Exercise instructions:
Give every entry again, word for word and in full.

— Start of Data supplied —

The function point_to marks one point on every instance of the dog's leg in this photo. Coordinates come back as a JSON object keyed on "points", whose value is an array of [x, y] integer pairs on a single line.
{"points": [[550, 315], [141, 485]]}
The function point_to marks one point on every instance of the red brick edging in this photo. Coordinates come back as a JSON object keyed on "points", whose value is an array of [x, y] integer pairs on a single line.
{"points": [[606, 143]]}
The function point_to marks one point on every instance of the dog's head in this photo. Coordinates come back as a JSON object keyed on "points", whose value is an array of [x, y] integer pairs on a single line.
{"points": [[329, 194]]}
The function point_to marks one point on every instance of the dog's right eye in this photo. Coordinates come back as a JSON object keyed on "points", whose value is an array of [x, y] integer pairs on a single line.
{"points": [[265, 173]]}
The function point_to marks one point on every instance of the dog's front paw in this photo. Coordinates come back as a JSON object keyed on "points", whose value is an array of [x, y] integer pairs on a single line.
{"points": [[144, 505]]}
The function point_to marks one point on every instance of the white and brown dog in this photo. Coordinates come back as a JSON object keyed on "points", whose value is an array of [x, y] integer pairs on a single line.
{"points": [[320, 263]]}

— End of Data supplied —

Response to this task:
The function point_to marks one point on every instance of the dog's leg in this photo. Coordinates come back as a JSON object keyed on "points", whose value is an array of [x, y] integer pairs on a single line.
{"points": [[550, 315], [141, 485]]}
The function point_to marks one point on every instance of the red brick edging in this photo. Coordinates come back as a JSON object keyed on "points", whose value is an array of [x, y] integer pairs on a single line.
{"points": [[606, 143]]}
The function point_to marks one point on every instance of the dog's head in this photo. Coordinates come back as a JSON object keyed on "points", whose value is an array of [x, y] integer pairs on a single line.
{"points": [[329, 194]]}
The function point_to marks one point on every instance of the dog's right eye in this photo. Coordinates come back as a JSON object keyed on "points", whose value is an array of [x, y] integer pairs on a single line.
{"points": [[265, 173]]}
The function point_to marks one point on every instance of the dog's front paw in this photo. Coordinates come back as a JSON object keyed on "points", whose value is an array of [x, y] integer pairs on a single line.
{"points": [[144, 505]]}
The function point_to marks one point on every instance of the white and brown dog in this photo. Coordinates come back as a JSON object keyed on "points", whose value is an array of [x, y] integer pairs on a single line.
{"points": [[320, 263]]}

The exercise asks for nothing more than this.